→ Stored data
--- START ---
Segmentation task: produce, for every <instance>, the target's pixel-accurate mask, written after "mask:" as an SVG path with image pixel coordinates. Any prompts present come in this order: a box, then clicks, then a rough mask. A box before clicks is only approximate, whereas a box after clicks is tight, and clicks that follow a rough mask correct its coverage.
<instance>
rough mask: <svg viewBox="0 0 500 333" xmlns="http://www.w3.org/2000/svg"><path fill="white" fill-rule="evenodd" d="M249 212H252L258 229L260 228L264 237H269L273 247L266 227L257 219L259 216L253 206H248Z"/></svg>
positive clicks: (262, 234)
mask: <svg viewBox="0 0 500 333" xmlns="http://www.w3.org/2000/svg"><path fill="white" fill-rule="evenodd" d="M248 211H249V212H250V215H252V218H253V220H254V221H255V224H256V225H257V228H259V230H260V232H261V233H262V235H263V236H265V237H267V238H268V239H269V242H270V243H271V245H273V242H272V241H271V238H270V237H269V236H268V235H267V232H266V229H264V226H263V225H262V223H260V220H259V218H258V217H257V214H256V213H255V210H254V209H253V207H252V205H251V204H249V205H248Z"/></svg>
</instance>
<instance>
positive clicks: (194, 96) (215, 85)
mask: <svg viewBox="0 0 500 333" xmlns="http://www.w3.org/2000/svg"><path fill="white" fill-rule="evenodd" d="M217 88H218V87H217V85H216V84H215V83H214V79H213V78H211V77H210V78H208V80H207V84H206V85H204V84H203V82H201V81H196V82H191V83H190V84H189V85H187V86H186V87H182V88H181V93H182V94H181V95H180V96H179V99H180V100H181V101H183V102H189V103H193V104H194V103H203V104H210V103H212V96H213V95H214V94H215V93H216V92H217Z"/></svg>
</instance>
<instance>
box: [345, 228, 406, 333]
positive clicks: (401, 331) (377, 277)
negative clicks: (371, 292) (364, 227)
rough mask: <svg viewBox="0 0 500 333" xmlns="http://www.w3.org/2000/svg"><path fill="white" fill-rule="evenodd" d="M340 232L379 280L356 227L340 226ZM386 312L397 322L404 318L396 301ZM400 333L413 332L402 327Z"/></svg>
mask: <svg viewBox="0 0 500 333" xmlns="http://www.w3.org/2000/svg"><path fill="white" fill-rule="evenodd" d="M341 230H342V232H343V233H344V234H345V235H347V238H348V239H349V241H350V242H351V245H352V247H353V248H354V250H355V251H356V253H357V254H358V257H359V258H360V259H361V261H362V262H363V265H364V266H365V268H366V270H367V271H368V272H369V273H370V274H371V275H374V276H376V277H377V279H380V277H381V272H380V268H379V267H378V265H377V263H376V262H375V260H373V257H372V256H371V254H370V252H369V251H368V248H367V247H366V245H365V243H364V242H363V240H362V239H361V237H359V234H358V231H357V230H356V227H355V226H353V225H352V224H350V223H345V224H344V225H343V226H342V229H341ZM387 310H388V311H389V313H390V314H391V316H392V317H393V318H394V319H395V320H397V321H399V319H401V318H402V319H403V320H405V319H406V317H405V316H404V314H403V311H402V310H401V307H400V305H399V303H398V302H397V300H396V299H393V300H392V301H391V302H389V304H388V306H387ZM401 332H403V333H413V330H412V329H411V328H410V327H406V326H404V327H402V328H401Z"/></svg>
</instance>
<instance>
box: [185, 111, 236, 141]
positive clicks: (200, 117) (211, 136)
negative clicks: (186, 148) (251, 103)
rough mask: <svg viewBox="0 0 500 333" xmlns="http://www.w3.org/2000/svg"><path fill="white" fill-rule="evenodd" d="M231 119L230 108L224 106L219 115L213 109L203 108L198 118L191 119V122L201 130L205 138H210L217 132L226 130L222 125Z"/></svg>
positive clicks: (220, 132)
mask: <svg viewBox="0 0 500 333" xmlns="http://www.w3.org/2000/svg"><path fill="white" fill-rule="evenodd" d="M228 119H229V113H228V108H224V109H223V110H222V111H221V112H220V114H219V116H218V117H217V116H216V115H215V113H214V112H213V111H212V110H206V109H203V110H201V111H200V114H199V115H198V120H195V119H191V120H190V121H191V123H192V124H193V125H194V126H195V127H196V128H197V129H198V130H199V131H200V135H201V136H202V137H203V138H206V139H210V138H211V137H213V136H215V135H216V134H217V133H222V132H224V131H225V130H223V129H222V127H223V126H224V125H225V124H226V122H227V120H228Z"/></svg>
--- END ---
→ What this task involves
Report each line of the records above that contains the string "negative", copying the line in full. Case counts.

→ Answer section
negative clicks: (371, 292) (364, 227)
negative clicks: (186, 148) (251, 103)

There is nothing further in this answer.